**** Items
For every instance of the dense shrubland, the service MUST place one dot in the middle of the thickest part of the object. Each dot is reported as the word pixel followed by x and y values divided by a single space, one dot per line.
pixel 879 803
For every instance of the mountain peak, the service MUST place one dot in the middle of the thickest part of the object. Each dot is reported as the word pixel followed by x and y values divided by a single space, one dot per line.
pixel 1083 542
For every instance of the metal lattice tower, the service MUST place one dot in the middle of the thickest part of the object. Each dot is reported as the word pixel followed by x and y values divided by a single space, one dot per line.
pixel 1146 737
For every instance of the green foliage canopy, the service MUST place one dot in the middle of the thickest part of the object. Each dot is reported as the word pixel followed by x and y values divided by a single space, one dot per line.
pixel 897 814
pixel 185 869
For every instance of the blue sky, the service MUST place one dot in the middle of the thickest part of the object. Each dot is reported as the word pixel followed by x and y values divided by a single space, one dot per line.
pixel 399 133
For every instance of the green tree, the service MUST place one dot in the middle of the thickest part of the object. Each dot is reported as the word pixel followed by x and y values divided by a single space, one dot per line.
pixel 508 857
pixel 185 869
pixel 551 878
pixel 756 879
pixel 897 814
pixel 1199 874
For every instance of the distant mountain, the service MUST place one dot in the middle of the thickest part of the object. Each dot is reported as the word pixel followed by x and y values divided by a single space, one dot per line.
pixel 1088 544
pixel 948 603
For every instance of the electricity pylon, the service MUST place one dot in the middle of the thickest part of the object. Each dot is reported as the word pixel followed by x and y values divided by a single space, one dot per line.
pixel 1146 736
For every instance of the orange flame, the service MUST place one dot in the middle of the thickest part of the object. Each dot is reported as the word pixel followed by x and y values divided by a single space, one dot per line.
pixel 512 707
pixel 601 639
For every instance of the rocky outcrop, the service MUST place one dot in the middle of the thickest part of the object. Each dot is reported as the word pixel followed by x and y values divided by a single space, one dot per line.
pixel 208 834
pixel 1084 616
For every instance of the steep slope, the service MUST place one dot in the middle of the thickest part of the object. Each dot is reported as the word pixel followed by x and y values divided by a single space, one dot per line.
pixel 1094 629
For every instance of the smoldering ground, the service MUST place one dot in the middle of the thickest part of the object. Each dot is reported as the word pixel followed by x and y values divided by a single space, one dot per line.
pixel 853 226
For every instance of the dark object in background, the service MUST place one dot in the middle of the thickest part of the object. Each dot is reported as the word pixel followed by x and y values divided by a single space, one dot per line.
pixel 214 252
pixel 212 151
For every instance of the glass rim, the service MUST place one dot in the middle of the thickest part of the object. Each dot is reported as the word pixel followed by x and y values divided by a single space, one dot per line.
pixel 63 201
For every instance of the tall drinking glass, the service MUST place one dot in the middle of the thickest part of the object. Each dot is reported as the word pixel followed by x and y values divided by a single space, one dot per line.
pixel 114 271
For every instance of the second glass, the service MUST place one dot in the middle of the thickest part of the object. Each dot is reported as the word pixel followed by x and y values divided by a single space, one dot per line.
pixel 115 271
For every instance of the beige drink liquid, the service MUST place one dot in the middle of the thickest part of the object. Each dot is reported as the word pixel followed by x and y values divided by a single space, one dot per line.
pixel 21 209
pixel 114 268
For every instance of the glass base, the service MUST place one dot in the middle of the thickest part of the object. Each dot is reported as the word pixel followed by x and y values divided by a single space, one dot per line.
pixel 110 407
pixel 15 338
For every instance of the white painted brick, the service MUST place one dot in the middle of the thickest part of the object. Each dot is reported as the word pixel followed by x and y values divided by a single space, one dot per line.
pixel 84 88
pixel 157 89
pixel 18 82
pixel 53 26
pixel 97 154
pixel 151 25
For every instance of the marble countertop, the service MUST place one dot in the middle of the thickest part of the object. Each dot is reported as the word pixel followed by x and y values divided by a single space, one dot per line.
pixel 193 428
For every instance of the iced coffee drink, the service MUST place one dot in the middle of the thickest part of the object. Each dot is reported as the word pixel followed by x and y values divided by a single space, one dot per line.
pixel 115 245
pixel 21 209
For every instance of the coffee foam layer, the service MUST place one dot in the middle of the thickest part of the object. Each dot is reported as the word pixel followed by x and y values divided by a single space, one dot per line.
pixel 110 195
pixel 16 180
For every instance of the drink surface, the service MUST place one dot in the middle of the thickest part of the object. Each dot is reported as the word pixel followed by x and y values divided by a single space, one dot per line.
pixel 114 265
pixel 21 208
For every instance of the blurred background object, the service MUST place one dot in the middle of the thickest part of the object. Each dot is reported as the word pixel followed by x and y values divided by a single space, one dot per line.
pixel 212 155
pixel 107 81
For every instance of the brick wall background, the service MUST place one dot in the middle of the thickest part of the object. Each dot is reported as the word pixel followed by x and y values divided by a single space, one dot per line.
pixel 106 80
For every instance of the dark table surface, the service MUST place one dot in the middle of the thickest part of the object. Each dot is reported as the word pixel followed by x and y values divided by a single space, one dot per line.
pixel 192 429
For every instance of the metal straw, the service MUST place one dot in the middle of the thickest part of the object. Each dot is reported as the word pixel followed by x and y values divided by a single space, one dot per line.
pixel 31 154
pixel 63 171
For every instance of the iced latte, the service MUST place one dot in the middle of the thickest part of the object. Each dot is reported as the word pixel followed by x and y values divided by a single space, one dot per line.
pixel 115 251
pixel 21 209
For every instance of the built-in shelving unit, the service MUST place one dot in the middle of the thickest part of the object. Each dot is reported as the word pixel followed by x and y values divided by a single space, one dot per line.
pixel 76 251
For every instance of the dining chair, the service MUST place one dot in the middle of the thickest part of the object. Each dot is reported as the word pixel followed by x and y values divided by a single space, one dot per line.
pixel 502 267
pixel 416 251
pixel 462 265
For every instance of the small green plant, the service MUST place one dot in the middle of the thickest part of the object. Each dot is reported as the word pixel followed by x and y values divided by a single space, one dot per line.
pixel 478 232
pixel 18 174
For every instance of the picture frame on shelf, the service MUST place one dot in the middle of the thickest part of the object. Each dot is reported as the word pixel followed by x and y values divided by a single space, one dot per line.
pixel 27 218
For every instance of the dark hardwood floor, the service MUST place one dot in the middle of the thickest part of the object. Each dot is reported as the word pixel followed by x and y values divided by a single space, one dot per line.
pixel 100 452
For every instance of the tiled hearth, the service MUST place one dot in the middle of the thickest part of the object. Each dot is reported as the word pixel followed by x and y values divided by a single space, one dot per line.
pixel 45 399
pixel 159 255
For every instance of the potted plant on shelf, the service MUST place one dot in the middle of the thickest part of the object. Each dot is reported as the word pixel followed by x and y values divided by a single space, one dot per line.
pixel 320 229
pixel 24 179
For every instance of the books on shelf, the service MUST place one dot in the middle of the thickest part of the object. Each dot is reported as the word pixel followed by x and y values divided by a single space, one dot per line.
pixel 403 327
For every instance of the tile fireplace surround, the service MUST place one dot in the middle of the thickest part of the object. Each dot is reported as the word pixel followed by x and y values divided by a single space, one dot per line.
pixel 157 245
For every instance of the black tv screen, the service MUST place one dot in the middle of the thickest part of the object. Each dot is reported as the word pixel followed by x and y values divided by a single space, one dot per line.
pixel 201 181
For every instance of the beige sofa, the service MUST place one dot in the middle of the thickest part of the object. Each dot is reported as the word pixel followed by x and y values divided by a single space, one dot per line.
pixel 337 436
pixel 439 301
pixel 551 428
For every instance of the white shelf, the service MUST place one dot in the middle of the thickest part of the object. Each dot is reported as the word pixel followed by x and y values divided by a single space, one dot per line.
********
**** Items
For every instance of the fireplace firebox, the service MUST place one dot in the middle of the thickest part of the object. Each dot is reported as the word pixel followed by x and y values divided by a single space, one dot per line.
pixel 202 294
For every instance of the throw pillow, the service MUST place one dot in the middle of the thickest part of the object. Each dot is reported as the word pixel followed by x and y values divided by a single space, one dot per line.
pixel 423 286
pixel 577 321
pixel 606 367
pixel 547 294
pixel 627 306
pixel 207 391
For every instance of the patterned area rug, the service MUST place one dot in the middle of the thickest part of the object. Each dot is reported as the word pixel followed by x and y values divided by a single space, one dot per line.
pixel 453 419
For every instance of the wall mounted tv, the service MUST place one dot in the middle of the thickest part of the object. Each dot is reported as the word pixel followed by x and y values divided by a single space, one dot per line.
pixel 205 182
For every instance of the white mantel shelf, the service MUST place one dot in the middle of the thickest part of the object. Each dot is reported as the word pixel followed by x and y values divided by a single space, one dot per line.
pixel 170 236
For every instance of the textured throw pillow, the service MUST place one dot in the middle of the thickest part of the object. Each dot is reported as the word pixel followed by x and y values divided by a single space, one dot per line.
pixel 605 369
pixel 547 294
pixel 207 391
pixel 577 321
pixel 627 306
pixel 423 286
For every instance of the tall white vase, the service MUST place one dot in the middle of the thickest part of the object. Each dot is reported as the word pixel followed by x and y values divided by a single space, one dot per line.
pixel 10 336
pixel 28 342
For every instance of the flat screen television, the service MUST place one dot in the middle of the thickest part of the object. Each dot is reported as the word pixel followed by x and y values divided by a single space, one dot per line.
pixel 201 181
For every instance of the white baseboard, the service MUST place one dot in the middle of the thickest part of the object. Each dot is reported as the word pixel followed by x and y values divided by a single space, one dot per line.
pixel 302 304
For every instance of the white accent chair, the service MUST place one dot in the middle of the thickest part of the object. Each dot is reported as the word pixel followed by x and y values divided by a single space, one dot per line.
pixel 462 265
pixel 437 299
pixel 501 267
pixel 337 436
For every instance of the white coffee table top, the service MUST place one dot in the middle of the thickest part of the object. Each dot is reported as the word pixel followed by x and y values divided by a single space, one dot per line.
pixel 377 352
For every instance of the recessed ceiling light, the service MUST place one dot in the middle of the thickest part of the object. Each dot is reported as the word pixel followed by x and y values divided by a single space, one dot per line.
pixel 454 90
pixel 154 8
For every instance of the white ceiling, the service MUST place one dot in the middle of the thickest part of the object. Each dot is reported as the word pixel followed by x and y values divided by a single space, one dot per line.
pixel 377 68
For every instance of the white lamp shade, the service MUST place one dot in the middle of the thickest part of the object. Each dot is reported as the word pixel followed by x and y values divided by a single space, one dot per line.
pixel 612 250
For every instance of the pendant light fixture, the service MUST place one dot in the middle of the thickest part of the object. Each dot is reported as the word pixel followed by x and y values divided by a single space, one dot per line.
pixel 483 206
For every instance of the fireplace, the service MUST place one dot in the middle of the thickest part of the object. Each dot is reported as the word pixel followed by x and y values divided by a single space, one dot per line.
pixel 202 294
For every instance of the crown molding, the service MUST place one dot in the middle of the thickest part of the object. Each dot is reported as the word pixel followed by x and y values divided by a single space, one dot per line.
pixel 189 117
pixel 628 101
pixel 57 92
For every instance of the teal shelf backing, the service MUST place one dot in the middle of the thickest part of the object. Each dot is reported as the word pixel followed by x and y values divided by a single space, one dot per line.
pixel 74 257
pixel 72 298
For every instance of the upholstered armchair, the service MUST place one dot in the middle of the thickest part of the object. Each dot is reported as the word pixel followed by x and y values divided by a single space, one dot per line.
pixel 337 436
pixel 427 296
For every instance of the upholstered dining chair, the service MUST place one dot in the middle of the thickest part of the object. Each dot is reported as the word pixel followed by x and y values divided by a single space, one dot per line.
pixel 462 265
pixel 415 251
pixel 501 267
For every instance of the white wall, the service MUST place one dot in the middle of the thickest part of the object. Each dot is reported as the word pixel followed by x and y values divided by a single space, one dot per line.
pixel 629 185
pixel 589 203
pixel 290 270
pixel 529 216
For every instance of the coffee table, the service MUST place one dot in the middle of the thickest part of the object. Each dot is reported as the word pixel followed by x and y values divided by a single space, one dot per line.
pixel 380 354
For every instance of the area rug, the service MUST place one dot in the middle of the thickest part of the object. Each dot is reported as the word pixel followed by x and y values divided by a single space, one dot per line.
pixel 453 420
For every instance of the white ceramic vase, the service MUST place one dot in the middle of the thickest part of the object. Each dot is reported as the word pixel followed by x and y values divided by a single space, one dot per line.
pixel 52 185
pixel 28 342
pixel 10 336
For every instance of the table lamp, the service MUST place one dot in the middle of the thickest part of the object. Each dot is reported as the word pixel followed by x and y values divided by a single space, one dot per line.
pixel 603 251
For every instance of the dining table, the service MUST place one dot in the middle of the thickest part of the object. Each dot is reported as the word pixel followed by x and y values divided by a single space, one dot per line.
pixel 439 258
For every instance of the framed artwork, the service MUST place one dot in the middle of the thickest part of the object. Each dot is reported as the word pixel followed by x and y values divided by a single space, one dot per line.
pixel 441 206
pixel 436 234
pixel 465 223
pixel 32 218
********
What is expected: Can you reproduce, unchanged, the listing lines from the one containing "For every instance of the smoldering" through the one containing "pixel 853 226", with both of those lines included?

Output below:
For every instance of the smoldering ground, the service MUST place one dot in the middle of the thickest part of the object. Each dot is reported as the word pixel followed by x and y values divided by a single space, one dot per line.
pixel 853 226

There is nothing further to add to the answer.